╭─ INFORMATION SUPPLIED
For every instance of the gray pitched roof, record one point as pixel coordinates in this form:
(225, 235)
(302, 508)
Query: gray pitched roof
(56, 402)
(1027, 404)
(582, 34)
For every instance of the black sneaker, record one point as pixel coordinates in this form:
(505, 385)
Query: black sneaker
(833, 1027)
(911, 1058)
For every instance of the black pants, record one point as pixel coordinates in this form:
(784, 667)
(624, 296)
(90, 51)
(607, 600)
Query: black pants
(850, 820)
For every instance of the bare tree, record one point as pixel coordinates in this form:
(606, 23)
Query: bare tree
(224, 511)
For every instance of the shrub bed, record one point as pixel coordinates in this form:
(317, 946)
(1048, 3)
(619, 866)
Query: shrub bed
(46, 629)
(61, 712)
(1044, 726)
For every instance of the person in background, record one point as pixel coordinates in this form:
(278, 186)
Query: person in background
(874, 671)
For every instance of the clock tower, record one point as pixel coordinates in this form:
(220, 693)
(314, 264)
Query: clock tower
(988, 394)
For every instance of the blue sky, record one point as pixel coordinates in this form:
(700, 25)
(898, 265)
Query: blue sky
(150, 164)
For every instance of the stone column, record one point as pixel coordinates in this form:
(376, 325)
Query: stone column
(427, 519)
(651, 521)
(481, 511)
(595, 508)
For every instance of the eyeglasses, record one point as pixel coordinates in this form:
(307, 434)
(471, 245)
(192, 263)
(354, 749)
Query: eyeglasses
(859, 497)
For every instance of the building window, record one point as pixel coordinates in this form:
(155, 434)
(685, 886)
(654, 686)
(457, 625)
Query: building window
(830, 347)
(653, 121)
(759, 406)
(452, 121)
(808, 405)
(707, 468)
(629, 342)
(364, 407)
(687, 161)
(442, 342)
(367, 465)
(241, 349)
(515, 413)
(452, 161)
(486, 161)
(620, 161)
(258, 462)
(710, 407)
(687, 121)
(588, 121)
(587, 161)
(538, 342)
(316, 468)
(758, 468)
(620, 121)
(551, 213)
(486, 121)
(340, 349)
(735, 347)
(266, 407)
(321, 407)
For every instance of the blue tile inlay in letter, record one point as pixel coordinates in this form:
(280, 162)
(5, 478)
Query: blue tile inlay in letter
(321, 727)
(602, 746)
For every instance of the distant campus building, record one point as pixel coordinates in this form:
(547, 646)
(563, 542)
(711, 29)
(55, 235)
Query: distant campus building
╰─
» WHAT THE EXERCISE ASKS
Please copy every line in the entries where "distant" appears.

» SOLUTION FOR THIS PROBLEM
For every instance of the distant campus building, record one point as pixel coordinates in this form:
Query: distant campus building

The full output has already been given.